>> begin DOCUMENT PASSAGE
UPDATE: The next Casio Piano Teachers’ Workshop takes place on Sunday 27 September 2015. [More Info].
I recently hosted a one day workshop for piano teachers in London. The event was sponsored by Casio and they brought along a range of their digital pianos for us to use throughout the day. The course was based around the new ABRSM syllabus Alternative List pieces. Tim Barratt from ABRSM and Graham Fitch led two workshops on Grades 1 to 7 pieces.
On a grey and rainy Sunday piano teachers arrived at Cecil Sharp House, London NW1 to take part in an EPTA/Casio One-Day Workshop for Pianists and Piano Teachers organised by Lorraine Liyanage. It was my first visit to this venue, the home of the English Folk Dance and Song Society and the Vaughan Williams Memorial Library, I found it to be well suited to such an event. The spacious Trefusis room, opened onto a very good cafe, and in engaging Casio as sponsors Lorraine ensured the presence of many high quality digital instruments for teachers to play.
The day started with a workshop led by Tim Barratt, Head of Keyboard at Dulwich College and a teacher at the Junior Academy. He began by giving teachers an interesting insight into the selection process of a syllabus in which he is involved. He then discussed pieces on the ABRSM Alternative List, playing all options and covering one piece from grades 1-4 in detail. This stimulating session included singing in the aeolian mode, shaping students’ tone through analogies to orchestral instruments, and using imagery to convey to a student how a melody is projected over its accompaniment. He also covered developing good staccato technique, rhythmically accurate playing and marking notes during practice. This was a lively and interactive presentation with many teachers volunteering to play pieces, clap and sing. It was an inspiring start to the day.
After a coffee break Dan, from Casio and Chris, a teacher at the London College of Music | The University of West London, presented the instruments. This was a surprisingly interesting session and not at all the sales pitch one might expect from sponsors. Not only were we given some interesting technical insights but as a piano teacher Chris was able to include some creative ways to use technology to support students’ learning.
>> end DOCUMENT PASSAGE
>> begin DATASET RECORDS
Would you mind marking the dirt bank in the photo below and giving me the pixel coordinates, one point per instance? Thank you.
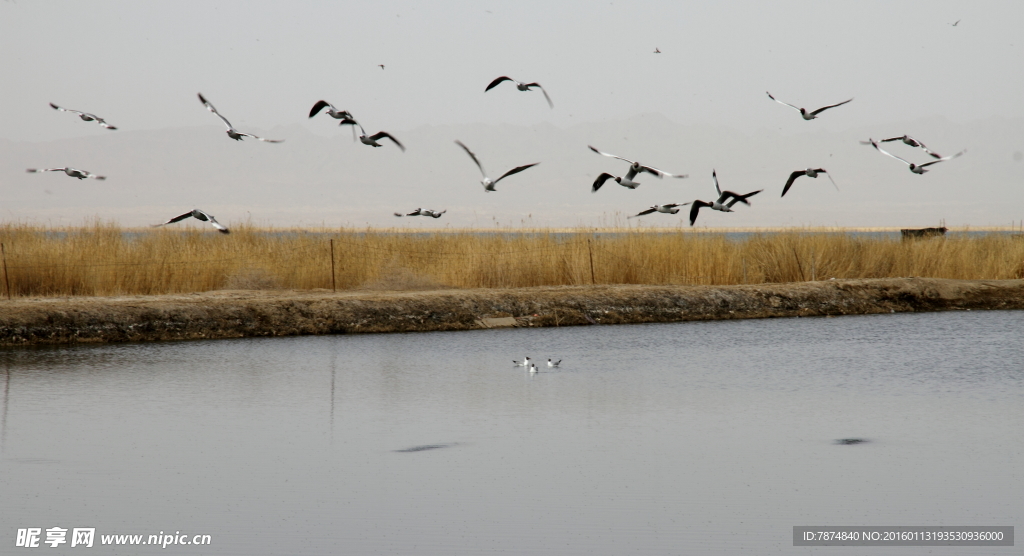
(245, 313)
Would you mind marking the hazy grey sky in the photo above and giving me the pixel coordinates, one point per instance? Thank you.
(263, 65)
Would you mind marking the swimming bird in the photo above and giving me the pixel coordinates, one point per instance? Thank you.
(199, 215)
(915, 168)
(488, 185)
(671, 208)
(724, 203)
(331, 111)
(808, 115)
(627, 180)
(810, 172)
(372, 139)
(421, 212)
(520, 86)
(80, 174)
(84, 116)
(910, 141)
(231, 132)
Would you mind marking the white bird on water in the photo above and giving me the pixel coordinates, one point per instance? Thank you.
(721, 204)
(810, 172)
(80, 174)
(808, 115)
(906, 139)
(231, 132)
(331, 111)
(521, 86)
(372, 139)
(84, 116)
(915, 168)
(627, 180)
(199, 215)
(488, 185)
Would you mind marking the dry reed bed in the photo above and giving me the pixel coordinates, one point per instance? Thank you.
(104, 259)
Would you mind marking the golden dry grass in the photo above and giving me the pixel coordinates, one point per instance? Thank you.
(102, 259)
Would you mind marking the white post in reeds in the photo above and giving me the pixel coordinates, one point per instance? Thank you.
(591, 251)
(334, 285)
(6, 280)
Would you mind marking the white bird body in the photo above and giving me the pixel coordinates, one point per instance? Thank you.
(671, 208)
(199, 215)
(85, 116)
(488, 184)
(908, 140)
(231, 132)
(521, 86)
(915, 168)
(371, 140)
(80, 174)
(628, 179)
(804, 113)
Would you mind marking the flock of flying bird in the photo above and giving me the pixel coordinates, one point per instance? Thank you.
(531, 367)
(724, 203)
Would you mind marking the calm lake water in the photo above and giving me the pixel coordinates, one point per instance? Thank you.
(698, 437)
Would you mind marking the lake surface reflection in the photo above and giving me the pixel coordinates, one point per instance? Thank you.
(696, 437)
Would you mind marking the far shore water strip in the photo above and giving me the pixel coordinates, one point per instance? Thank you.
(238, 313)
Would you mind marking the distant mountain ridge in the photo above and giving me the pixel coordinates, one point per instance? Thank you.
(312, 180)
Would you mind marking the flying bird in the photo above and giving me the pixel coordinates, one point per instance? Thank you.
(231, 132)
(915, 168)
(421, 212)
(84, 116)
(808, 115)
(331, 111)
(810, 172)
(627, 180)
(724, 203)
(488, 185)
(520, 86)
(372, 139)
(199, 215)
(910, 141)
(80, 174)
(671, 208)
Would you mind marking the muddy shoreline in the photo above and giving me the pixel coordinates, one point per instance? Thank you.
(260, 313)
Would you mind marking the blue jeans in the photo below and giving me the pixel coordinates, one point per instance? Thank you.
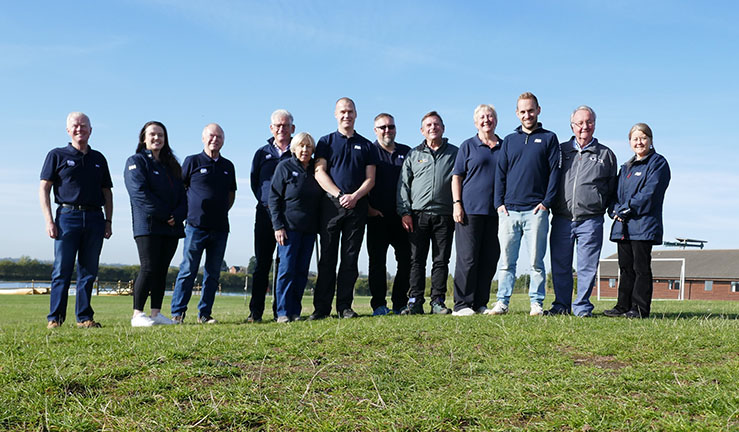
(198, 240)
(80, 235)
(292, 275)
(532, 228)
(588, 235)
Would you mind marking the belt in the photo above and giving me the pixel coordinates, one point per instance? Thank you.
(82, 208)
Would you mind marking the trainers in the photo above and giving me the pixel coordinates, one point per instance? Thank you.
(89, 324)
(142, 320)
(536, 310)
(206, 319)
(161, 319)
(464, 312)
(53, 324)
(439, 308)
(500, 308)
(348, 313)
(380, 311)
(614, 313)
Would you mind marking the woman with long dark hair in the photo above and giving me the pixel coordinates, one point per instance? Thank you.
(159, 206)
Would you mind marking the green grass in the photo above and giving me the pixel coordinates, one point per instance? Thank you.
(676, 371)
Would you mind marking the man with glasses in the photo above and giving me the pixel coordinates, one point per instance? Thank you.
(262, 168)
(587, 187)
(384, 227)
(345, 169)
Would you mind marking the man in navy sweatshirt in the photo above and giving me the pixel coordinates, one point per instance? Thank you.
(525, 186)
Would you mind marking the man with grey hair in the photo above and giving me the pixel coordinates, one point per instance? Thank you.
(262, 168)
(80, 179)
(587, 187)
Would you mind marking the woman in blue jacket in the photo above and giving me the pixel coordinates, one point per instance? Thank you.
(642, 183)
(294, 202)
(159, 206)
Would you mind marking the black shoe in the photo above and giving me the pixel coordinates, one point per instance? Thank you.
(635, 314)
(439, 308)
(348, 313)
(614, 313)
(553, 311)
(413, 309)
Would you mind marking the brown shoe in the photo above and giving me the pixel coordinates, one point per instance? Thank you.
(89, 324)
(53, 324)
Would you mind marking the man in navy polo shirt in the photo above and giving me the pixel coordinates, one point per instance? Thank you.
(210, 180)
(262, 168)
(82, 186)
(383, 223)
(345, 169)
(525, 185)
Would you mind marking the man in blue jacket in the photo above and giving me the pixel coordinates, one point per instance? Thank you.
(262, 169)
(82, 186)
(525, 185)
(210, 180)
(586, 189)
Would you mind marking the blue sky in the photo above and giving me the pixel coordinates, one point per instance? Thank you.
(186, 63)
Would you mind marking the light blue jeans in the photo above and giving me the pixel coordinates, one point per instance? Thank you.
(532, 228)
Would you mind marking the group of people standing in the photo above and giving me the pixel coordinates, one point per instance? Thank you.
(491, 193)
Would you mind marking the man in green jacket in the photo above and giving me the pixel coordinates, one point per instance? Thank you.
(425, 206)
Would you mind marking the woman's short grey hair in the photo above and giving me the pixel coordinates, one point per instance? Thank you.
(301, 138)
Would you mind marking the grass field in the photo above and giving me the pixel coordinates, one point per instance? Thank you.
(676, 371)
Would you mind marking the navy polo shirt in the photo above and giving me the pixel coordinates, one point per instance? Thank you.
(78, 178)
(208, 184)
(263, 167)
(476, 163)
(346, 158)
(528, 170)
(384, 194)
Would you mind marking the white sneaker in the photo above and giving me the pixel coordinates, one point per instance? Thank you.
(142, 320)
(536, 309)
(500, 308)
(161, 319)
(464, 312)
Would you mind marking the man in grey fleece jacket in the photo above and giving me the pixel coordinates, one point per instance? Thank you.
(587, 186)
(425, 206)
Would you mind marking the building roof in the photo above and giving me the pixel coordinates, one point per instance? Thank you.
(703, 264)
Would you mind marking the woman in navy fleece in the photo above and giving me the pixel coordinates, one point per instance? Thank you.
(642, 183)
(294, 201)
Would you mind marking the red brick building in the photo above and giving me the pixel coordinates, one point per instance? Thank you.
(707, 274)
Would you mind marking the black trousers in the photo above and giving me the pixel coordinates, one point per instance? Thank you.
(478, 251)
(439, 231)
(382, 232)
(338, 226)
(635, 288)
(155, 255)
(264, 248)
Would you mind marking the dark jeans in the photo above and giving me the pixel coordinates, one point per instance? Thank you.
(439, 231)
(264, 247)
(197, 241)
(635, 287)
(79, 235)
(347, 226)
(155, 254)
(381, 233)
(478, 251)
(293, 272)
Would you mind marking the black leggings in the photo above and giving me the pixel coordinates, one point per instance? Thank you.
(155, 254)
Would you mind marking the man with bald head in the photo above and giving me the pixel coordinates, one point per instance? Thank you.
(80, 179)
(210, 180)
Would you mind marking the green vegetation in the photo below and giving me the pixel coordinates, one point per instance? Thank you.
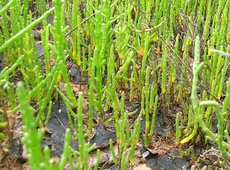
(165, 57)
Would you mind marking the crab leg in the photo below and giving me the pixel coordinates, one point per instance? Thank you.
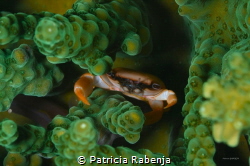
(156, 113)
(167, 95)
(84, 87)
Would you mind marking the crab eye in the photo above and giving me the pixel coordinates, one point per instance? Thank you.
(111, 74)
(156, 86)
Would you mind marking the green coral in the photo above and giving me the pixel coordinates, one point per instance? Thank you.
(113, 112)
(84, 34)
(216, 27)
(230, 113)
(68, 137)
(21, 73)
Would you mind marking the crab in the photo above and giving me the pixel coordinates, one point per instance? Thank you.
(138, 85)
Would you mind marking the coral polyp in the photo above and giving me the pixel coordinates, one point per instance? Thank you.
(44, 53)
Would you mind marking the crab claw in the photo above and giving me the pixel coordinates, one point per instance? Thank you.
(84, 87)
(166, 95)
(171, 98)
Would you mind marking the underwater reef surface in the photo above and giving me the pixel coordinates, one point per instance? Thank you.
(48, 45)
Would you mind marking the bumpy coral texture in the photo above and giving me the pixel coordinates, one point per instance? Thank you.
(114, 113)
(215, 26)
(76, 134)
(230, 113)
(21, 73)
(86, 34)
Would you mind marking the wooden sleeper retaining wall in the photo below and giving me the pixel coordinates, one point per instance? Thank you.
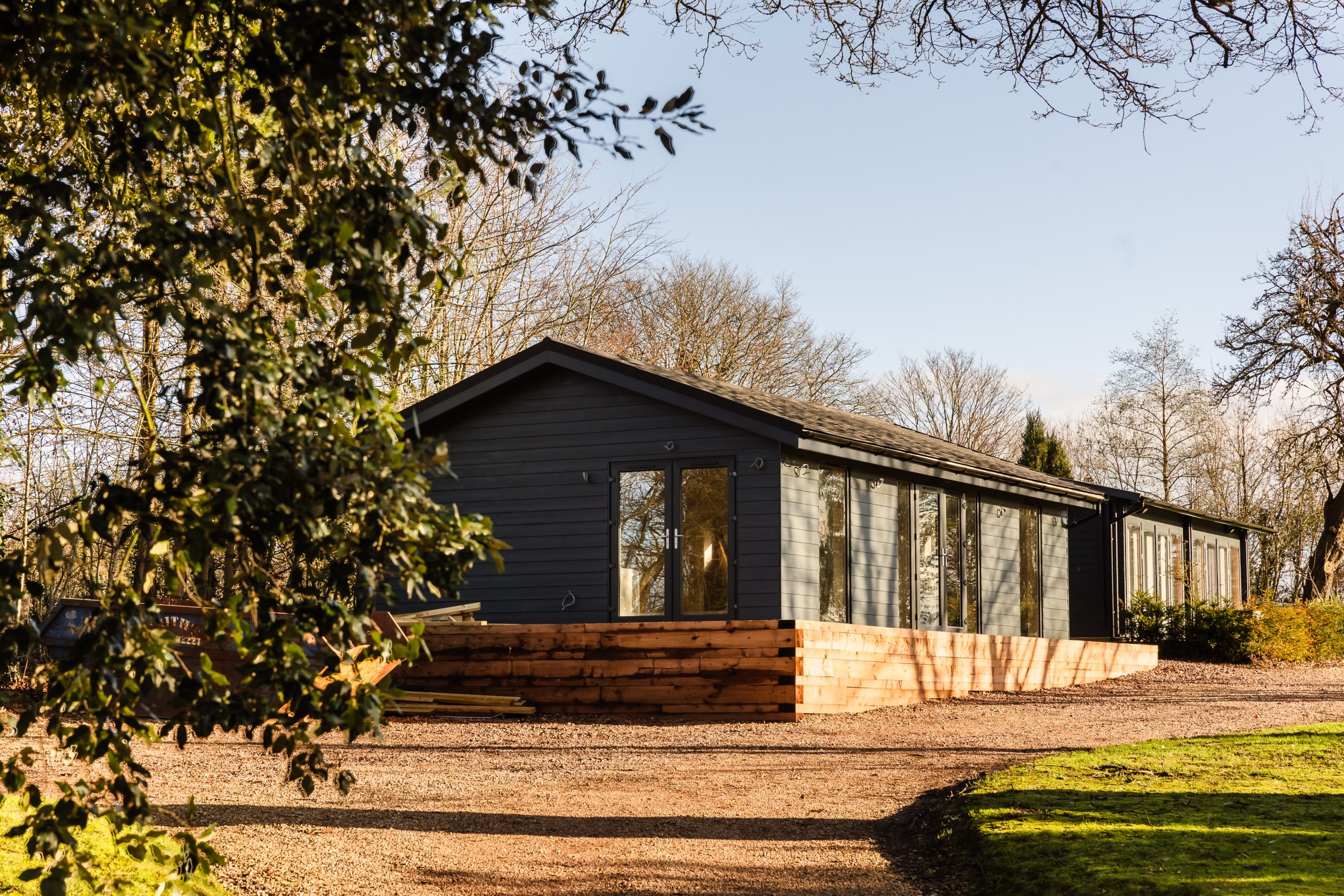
(750, 669)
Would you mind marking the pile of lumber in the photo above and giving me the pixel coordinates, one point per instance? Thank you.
(463, 614)
(420, 703)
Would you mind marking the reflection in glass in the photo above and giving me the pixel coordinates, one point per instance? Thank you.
(832, 549)
(972, 559)
(951, 561)
(705, 541)
(904, 555)
(642, 532)
(928, 559)
(1028, 531)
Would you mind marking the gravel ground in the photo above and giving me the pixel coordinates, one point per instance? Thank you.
(562, 805)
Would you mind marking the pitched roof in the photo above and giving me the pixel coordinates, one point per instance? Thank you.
(1146, 501)
(804, 418)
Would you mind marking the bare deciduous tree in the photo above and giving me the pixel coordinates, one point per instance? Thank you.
(1139, 57)
(714, 319)
(1295, 349)
(553, 265)
(954, 395)
(1147, 431)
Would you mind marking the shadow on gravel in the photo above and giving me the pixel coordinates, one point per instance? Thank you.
(522, 825)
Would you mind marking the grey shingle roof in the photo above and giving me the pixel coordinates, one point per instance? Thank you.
(841, 428)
>> end DATASET RECORDS
◆ CHALLENGE 1:
In the piano workshop report, at which venue did the piano teachers gather for the one-day workshop?
◆ CHALLENGE 2:
Write out the piano workshop report word for word, from "The day started" up to and including "to the day.".

◆ CORRECT OUTPUT 1:
Cecil Sharp House, London NW1

◆ CORRECT OUTPUT 2:
The day started with a workshop led by Tim Barratt, Head of Keyboard at Dulwich College and a teacher at the Junior Academy. He began by giving teachers an interesting insight into the selection process of a syllabus in which he is involved. He then discussed pieces on the ABRSM Alternative List, playing all options and covering one piece from grades 1-4 in detail. This stimulating session included singing in the aeolian mode, shaping students’ tone through analogies to orchestral instruments, and using imagery to convey to a student how a melody is projected over its accompaniment. He also covered developing good staccato technique, rhythmically accurate playing and marking notes during practice. This was a lively and interactive presentation with many teachers volunteering to play pieces, clap and sing. It was an inspiring start to the day.